Excerpt to read:
All notices and communications will be deemed to have been duly given: at the time delivered by hand, if personally delivered; five Business Days after being deposited in the mail, postage prepaid, if mailed; when receipt acknowledged, if transmitted by facsimile; and the next Business Day after timely delivery to the courier, if sent by overnight air courier guaranteeing next day delivery.
If a notice or communication is mailed in the manner provided above within the time prescribed, it is duly given, whether or not the addressee receives it.
Section 17.    Continuing Security Interest; Transfer of Loans. This Agreement shall create a continuing security interest in the Collateral. This Agreement shall (i) remain in full force and effect until the Security Agreement Termination Date, (ii) be binding upon the Grantor, its successors and assigns, and (iii) inure, together with the rights and remedies of the Administrative Agent hereunder, to the benefit of the Administrative Agent and each other Secured Party and each of their respective successors, permitted transferees and permitted assigns; no other persons (including, without limitation, any other creditor of the Grantor) shall have any interest herein or any right or benefit with respect hereto. Without limiting the generality of the foregoing clause (iii) and subject to the provisions of the applicable Loan Documents, any Secured Party may assign or otherwise transfer any indebtedness held by it secured by this Agreement to any other person or entity, and such other person or entity shall thereupon become vested with all the benefits in respect thereof granted to such Secured Party herein or otherwise, subject, however, to the provisions of the applicable Loan Documents.

Brief 1:
According to the security agreement excerpt, when is a notice sent by facsimile deemed to have been duly given?
The security agreement excerpt has no connection to the entries that follow it.

Material provided:
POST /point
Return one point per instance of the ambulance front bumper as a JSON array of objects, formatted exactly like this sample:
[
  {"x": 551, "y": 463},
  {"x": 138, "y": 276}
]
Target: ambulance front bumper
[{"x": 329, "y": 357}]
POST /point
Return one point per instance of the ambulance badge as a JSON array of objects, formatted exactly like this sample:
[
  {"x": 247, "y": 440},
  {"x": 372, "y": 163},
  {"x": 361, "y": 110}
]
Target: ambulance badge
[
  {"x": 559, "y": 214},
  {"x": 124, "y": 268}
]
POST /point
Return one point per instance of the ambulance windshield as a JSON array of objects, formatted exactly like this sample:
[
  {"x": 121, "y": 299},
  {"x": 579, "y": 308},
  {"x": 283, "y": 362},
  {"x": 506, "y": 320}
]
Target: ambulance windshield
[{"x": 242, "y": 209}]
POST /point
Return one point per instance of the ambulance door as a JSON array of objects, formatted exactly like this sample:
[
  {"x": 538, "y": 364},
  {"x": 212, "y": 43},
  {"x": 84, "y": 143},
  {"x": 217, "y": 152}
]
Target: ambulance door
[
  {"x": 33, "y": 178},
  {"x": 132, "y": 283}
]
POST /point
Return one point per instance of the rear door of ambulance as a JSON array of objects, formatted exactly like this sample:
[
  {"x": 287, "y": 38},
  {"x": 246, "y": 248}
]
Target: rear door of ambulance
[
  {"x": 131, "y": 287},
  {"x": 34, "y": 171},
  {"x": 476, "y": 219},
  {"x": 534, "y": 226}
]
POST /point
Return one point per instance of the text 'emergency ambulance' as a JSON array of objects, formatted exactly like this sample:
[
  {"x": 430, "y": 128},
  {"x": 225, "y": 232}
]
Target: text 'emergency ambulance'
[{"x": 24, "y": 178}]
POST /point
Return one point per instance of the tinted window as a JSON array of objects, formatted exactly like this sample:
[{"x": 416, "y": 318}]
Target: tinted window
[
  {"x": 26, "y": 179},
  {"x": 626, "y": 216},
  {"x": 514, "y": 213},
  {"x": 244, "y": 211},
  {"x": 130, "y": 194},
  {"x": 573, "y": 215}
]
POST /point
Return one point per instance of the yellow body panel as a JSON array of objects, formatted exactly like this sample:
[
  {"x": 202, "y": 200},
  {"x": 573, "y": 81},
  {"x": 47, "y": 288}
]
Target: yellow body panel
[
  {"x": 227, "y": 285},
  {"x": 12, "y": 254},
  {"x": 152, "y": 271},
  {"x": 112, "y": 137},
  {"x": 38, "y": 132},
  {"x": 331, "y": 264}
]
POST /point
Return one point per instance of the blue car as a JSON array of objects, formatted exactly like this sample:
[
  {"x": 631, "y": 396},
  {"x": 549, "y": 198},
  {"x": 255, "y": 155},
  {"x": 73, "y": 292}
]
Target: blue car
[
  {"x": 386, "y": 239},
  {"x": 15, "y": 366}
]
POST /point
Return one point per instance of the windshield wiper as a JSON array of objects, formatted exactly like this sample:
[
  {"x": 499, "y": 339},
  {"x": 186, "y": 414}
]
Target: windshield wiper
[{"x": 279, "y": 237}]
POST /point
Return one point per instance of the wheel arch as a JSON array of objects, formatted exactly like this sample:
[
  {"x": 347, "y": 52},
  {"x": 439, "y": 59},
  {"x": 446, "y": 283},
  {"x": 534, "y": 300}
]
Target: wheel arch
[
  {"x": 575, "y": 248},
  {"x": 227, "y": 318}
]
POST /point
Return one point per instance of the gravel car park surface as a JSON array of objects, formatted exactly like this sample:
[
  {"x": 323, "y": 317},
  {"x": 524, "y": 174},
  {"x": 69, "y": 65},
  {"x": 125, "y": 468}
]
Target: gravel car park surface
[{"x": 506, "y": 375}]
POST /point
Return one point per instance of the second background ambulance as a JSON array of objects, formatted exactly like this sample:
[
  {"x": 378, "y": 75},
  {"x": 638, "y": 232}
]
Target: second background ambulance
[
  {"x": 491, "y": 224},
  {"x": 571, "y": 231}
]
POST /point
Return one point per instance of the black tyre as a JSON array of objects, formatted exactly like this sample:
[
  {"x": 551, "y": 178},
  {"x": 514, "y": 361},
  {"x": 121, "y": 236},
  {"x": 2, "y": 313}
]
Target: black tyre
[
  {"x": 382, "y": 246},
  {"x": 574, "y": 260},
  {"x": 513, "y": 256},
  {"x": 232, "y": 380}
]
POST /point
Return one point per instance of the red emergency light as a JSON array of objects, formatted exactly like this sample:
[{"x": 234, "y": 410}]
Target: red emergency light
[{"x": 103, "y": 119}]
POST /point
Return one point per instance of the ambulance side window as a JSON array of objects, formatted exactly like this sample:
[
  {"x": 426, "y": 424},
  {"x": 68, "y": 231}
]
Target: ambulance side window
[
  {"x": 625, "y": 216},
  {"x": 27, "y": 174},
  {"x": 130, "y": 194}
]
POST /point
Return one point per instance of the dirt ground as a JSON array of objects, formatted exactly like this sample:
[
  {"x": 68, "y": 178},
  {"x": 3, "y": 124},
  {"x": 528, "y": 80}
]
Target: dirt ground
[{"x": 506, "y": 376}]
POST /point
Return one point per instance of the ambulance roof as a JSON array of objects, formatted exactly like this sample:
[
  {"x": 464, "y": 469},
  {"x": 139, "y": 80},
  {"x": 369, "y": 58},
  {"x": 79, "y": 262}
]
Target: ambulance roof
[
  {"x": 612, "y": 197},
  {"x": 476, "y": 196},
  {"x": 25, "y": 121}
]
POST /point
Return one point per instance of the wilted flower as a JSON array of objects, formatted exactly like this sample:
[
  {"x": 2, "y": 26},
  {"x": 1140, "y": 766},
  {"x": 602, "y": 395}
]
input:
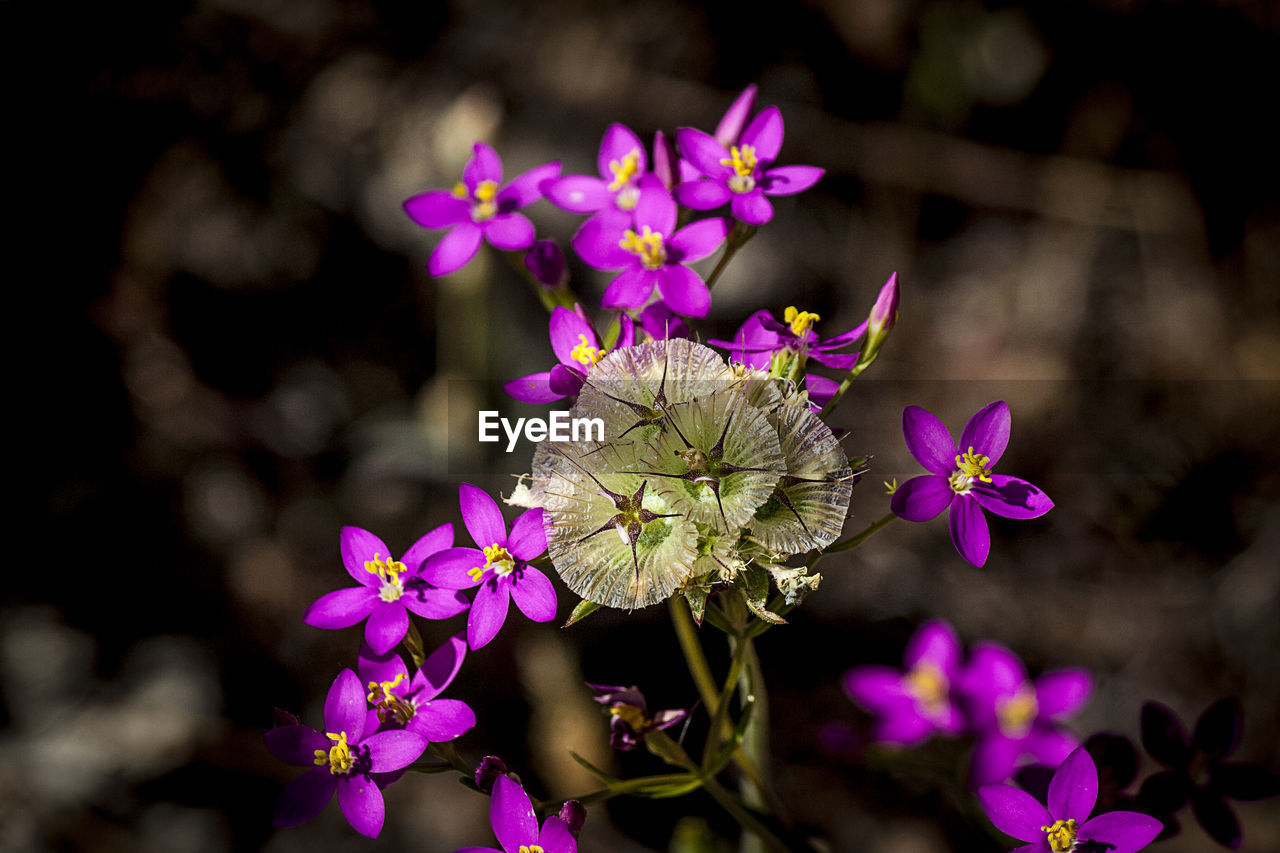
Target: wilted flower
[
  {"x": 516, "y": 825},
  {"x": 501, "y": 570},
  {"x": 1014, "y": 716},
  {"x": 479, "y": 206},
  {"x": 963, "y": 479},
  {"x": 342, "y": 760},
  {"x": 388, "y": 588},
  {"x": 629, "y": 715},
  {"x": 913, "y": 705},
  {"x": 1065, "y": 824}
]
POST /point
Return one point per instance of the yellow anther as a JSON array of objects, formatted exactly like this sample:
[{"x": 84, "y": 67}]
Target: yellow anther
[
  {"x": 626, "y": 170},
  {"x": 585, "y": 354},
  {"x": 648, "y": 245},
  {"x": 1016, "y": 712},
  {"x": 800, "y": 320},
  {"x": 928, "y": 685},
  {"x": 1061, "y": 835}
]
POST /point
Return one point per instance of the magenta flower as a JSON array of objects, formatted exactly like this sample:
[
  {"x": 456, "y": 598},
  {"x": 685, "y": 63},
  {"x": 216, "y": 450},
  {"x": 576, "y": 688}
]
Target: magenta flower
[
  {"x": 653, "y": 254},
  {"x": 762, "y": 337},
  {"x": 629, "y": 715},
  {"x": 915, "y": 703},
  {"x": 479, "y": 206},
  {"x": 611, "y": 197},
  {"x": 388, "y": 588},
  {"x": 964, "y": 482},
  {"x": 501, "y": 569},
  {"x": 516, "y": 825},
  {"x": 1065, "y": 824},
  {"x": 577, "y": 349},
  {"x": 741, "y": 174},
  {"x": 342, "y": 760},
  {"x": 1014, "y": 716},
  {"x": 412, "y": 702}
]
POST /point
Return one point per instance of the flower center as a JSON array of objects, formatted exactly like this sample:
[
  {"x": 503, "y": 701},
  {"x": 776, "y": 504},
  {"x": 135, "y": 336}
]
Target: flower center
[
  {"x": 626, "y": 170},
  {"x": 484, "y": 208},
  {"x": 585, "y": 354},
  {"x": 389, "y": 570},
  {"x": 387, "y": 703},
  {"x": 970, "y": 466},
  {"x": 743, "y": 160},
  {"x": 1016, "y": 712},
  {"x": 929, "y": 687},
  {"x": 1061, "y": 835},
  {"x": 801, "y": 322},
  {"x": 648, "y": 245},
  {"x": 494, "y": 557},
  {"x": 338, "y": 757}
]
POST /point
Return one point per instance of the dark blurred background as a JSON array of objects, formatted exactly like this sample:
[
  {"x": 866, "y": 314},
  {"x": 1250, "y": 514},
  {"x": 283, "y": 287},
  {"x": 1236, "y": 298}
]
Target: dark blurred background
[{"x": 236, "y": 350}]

Brief 2:
Count the lines of the entries that contain the word "yellow" and give only that number.

Correct response 1:
When receipt is acknowledged.

Correct response 2:
4